## Text block
The effect was electric. Congress immediately came back to life, and the BJP, which had seemed be heading for a famous victory, faltered. Sonia started her campaign at a place called Sriperumbudur, the small town outside Madras where her husband had been murdered. Her delivery, in strongly accented English, was wooden, her response to the cheers of the crowd timid and hesitant. But the speech she gave hit all the right buttons: her husband's martyrdom, her widow's pain, her love and devotion to India.

It was intensely personal, but then the whole significance of her involvement in politics is indeed deeply personal. That is why she matters.

In the great Gandhi tradition, Sonia kept up a ferocious schedule of engagements during the election campaign, criss-crossing the vast country by car and helicopter, addressing millions of people. The result was not the return to power of which Congress had dreamed, but a convincing recovery. The rot had been stopped.

She has not wavered since. Last spring, she was unanimously elected party president. As such, she has quickly proved far more than a figurehead, getting closely involved in the selection of parliamentary candidates and banning destructive parliamentary tactics.

The BJP responded by ignoring her as far as they could. But at the same time the Hindu nationalist right adopted a more oblique and sinister tactic: they persuaded their extremist allies, especially a group called Bajrang Dal, to launch unprovoked attacks on Christians in many different parts of India. In the worst case, in February, an Australian missionary and his two small sons were burned to death in their Jeep.

The Hindu nationalist high command will never accept responsibility for these assaults, but few doubt that they are ultimately to blame. The idea, it appears, was to goad Mrs Gandhi into standing up for the Christian victims, thus enabling her enemies to identify her with the weak and marginal Christian community, who constitute only about 5 per cent of India's population.

## Work required
Copy word for word the part of the Sonia Gandhi passage starting at "The BJP responded" and ending at "in their Jeep.".

## Provided information
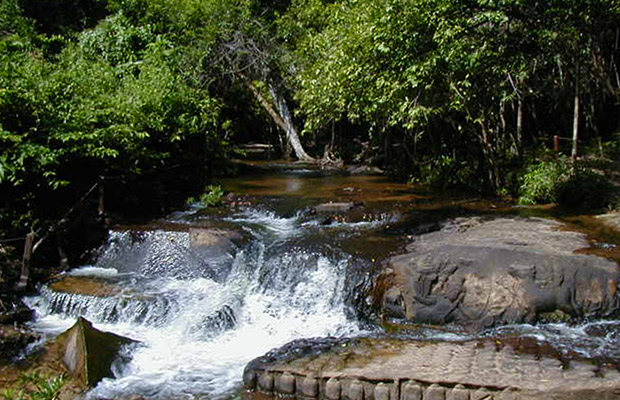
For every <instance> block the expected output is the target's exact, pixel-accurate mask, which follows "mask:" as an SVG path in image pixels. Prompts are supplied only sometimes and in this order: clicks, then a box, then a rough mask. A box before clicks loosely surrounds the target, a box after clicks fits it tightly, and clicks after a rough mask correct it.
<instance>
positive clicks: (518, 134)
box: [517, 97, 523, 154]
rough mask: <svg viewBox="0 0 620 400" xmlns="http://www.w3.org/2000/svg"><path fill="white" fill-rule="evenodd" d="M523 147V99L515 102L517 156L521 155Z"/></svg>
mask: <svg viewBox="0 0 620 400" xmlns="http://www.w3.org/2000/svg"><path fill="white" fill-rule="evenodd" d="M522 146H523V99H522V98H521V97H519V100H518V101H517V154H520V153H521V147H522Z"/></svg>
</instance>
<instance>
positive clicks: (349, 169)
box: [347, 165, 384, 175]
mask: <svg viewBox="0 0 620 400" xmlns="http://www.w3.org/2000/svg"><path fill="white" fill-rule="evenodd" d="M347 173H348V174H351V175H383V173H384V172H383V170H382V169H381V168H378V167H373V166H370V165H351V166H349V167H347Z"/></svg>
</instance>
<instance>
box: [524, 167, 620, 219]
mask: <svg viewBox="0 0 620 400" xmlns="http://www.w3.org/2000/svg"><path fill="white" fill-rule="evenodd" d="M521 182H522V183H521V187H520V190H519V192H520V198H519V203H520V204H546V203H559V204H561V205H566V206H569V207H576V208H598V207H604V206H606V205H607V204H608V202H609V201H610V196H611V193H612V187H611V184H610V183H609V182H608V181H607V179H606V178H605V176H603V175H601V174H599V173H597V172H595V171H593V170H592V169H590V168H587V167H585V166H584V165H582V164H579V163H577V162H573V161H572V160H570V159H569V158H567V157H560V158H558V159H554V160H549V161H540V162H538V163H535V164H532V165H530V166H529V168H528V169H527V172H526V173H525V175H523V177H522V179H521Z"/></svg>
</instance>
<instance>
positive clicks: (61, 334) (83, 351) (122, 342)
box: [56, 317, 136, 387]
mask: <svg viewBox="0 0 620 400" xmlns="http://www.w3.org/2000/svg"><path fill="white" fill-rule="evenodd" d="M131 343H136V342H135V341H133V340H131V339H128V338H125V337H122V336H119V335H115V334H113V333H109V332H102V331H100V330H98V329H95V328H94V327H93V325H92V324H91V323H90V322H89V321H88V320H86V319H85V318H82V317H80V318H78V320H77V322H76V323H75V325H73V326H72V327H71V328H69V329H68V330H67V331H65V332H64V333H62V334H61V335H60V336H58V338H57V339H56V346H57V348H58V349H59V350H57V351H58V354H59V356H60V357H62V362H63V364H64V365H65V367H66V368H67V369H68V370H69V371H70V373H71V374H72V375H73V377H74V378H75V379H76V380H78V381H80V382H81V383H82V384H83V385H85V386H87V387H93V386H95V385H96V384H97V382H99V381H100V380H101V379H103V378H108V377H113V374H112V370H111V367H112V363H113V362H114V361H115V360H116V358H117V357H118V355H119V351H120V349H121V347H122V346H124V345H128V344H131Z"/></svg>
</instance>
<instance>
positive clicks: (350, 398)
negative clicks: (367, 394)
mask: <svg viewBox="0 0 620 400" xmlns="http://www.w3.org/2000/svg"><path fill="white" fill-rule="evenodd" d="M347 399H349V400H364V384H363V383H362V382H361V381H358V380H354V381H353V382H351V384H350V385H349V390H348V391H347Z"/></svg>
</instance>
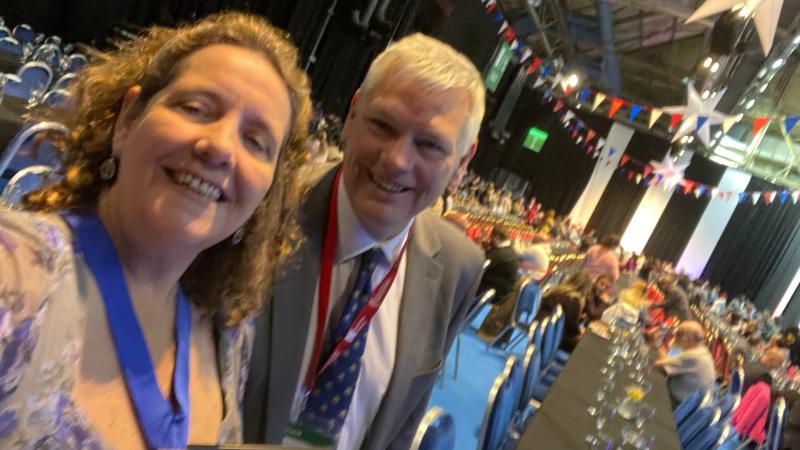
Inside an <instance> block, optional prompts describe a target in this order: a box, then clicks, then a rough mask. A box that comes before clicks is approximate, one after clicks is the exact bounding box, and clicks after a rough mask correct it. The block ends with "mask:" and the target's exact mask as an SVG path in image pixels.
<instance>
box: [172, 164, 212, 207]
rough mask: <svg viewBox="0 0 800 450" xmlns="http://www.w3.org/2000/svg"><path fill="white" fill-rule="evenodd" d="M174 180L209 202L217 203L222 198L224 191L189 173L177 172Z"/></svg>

## Solution for this task
The BJP responded by ignoring her as far as they could. But at the same time the Hindu nationalist right adopted a more oblique and sinister tactic: they persuaded their extremist allies, especially a group called Bajrang Dal, to launch unprovoked attacks on Christians in many different parts of India. In the worst case, in February, an Australian missionary and his two small sons were burned to death in their Jeep.